Source material.

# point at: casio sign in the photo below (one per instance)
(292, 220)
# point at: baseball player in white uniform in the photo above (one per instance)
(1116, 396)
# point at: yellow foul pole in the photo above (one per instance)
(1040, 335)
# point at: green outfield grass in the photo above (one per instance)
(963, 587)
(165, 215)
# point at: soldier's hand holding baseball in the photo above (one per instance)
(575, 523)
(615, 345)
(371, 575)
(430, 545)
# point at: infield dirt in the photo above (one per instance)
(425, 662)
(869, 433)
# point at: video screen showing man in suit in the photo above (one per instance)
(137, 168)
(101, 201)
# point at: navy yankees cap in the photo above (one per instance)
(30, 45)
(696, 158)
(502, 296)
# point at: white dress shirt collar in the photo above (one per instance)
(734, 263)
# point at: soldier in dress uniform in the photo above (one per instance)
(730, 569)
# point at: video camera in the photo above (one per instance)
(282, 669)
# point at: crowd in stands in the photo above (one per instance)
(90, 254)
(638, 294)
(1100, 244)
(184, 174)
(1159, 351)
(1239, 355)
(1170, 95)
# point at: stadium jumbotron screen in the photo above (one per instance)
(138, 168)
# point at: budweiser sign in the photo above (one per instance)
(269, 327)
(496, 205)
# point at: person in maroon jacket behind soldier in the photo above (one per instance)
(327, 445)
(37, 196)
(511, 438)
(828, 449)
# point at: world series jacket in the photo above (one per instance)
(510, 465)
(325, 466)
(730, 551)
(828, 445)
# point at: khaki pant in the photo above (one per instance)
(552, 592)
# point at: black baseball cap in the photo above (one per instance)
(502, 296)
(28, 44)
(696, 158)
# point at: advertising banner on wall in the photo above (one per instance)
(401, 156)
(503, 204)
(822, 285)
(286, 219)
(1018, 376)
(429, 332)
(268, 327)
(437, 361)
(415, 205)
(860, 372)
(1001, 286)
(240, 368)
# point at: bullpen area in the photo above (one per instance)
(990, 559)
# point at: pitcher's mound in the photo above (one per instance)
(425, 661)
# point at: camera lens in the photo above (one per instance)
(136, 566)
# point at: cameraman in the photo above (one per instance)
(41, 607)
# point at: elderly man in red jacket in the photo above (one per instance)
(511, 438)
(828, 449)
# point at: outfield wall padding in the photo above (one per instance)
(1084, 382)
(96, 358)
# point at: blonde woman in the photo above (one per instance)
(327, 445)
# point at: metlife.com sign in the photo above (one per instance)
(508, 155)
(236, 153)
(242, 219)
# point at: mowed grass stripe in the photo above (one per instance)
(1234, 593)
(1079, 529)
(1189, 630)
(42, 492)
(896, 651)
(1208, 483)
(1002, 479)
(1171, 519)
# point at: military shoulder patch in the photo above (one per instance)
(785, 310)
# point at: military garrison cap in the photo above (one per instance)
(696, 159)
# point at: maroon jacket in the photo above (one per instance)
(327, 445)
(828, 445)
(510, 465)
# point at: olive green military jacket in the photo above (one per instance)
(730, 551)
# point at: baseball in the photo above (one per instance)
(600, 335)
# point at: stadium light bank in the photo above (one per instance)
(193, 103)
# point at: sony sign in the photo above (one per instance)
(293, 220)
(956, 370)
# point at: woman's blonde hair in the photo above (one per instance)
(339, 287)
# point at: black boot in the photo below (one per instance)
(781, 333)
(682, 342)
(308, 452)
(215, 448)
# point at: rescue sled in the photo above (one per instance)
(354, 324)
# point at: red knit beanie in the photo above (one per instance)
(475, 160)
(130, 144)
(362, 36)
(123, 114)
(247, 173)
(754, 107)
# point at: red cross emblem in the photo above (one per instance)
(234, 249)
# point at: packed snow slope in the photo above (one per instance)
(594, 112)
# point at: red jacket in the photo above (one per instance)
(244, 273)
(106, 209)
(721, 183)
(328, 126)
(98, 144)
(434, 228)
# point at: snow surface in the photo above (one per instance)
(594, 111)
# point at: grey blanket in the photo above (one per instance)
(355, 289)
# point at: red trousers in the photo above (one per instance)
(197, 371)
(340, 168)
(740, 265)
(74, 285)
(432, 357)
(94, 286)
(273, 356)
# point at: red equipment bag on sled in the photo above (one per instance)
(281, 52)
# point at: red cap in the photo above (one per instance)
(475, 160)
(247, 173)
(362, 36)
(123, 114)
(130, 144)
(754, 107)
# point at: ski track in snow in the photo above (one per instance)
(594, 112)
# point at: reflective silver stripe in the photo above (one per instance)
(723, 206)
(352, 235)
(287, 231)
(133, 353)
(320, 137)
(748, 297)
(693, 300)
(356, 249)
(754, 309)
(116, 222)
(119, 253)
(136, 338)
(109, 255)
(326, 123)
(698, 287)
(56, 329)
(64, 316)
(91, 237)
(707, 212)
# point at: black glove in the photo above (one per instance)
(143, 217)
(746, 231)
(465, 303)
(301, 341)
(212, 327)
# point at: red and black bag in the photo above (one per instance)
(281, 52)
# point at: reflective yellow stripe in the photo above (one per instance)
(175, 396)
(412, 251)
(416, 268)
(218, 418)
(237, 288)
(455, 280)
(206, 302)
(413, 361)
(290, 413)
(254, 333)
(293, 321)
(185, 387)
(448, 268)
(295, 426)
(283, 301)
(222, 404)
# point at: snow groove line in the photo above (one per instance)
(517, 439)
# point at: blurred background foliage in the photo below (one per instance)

Task to complete.
Write out the whole listing again, exactly as it stands.

Full answer.
# point at: casio sign in the photo below (one per instance)
(292, 220)
# point at: baseball player in white uniform in the photo above (one per instance)
(1116, 396)
# point at: yellow foul pole in the photo above (one per instance)
(1040, 335)
# point at: green outfield grass in the photo above (one per instance)
(963, 587)
(165, 215)
# point at: soldier's hand holding baseball in the photo above (one per instance)
(575, 523)
(615, 345)
(371, 575)
(430, 545)
# point at: infield dirt in the photo above (one per instance)
(425, 662)
(869, 433)
# point at: video screen showing man in suit in the photo above (one per instance)
(137, 168)
(101, 201)
# point at: navy yankees cap in the photo above (one per instance)
(30, 45)
(696, 158)
(502, 296)
# point at: white dress shirt collar in the photo above (one per instance)
(734, 263)
# point at: soldier in dress uniform in the photo above (one per instance)
(730, 569)
# point at: video camera in the photo above (one per instance)
(282, 669)
# point at: crowd in stands in the photo above (one per instance)
(90, 254)
(638, 294)
(1100, 244)
(184, 174)
(1159, 351)
(1239, 355)
(1170, 95)
# point at: stadium jumbotron screen in the photo above (one per instance)
(138, 168)
# point at: budweiser sign in the photo above (one per instance)
(269, 327)
(496, 205)
# point at: person in maroon jacket behind soldier in the photo above (one per instance)
(327, 445)
(37, 196)
(511, 438)
(828, 449)
# point at: world series jacket in the photo above (one per instance)
(510, 465)
(325, 466)
(730, 551)
(828, 445)
# point at: khaki pant in the photo above (one per instance)
(552, 592)
# point at: black baseball cap in the photo above (one per instance)
(502, 296)
(28, 44)
(696, 158)
# point at: advertising banner on wall in the photo above (one per instance)
(401, 156)
(503, 204)
(822, 285)
(286, 219)
(1018, 376)
(429, 332)
(268, 327)
(437, 361)
(415, 205)
(860, 372)
(1001, 286)
(240, 368)
# point at: bullpen area in the photo above (one per instance)
(990, 559)
# point at: pitcher's mound in the photo above (one per instance)
(425, 661)
# point at: camera lens in the photo above (one per instance)
(136, 566)
# point at: cameraman in the photo above (one per instance)
(41, 607)
# point at: elderly man in red jacket in the photo above (one per instance)
(511, 438)
(828, 449)
# point at: outfield wall padding in the photo above (one per instance)
(1084, 382)
(96, 358)
# point at: blonde woman in the photo above (one per instance)
(327, 445)
# point at: metlife.com sign in the photo above (one per instance)
(508, 155)
(236, 153)
(242, 219)
# point at: mowed grass stripe in the photo above (one per instance)
(1234, 593)
(1079, 529)
(1189, 630)
(42, 492)
(896, 651)
(1208, 483)
(1002, 479)
(1171, 519)
# point at: military shoulder patch in the photo above (one per instance)
(785, 310)
# point at: military garrison cap in the photo above (one per instance)
(696, 159)
# point at: maroon jacket in the photo above (one per instance)
(327, 445)
(828, 445)
(510, 465)
# point at: olive green military jacket in the photo above (one per instance)
(730, 551)
# point at: baseball in the photo above (one per instance)
(600, 335)
# point at: stadium light bank in the photo above (one per instance)
(193, 103)
# point at: sony sign in the photo above (one per instance)
(293, 220)
(956, 370)
# point at: woman's blonde hair in the photo above (one per instance)
(339, 287)
# point at: black boot in the photo below (one per instance)
(781, 333)
(682, 342)
(308, 452)
(215, 448)
# point at: rescue sled in the photo above (one per instance)
(354, 324)
# point at: red knit beanie in the photo above (one per instance)
(475, 160)
(130, 144)
(362, 36)
(123, 114)
(247, 173)
(754, 107)
# point at: red cross emblem in the photo above (one per instance)
(234, 249)
# point at: packed snow slope in the photo above (one per instance)
(594, 112)
# point at: red jacket in the photo above (one per instance)
(244, 273)
(106, 209)
(721, 183)
(328, 126)
(98, 144)
(434, 228)
# point at: snow surface in the photo above (one per instance)
(594, 111)
# point at: grey blanket in the photo above (one per instance)
(355, 289)
# point at: red trousers in the photo above (one per instance)
(197, 371)
(340, 168)
(740, 265)
(74, 285)
(432, 357)
(94, 286)
(273, 356)
# point at: red equipment bag on sled in the photo above (one per instance)
(281, 52)
# point at: red cap in the photo above (one per instance)
(475, 160)
(247, 173)
(362, 36)
(123, 114)
(130, 144)
(754, 107)
# point at: ski track in snow in the photo above (one per instance)
(594, 112)
# point at: reflective silver stripe in the photo above (one per instance)
(723, 206)
(352, 235)
(287, 231)
(133, 353)
(320, 137)
(748, 297)
(693, 300)
(356, 249)
(754, 309)
(116, 222)
(119, 253)
(136, 338)
(109, 255)
(326, 123)
(698, 287)
(56, 329)
(64, 316)
(91, 237)
(707, 212)
# point at: black glove in the photo above (one per instance)
(143, 217)
(746, 231)
(465, 303)
(301, 341)
(212, 327)
# point at: red and black bag in the photo above (one per instance)
(281, 52)
# point at: reflective yellow stripe in the photo above (one per instance)
(175, 396)
(412, 251)
(416, 268)
(218, 418)
(237, 288)
(455, 280)
(206, 302)
(413, 361)
(290, 413)
(254, 333)
(293, 321)
(185, 387)
(448, 268)
(295, 426)
(283, 301)
(222, 404)
# point at: snow groove line in the photo above (one per instance)
(517, 439)
# point at: blurred background foliage in the photo below (one per instance)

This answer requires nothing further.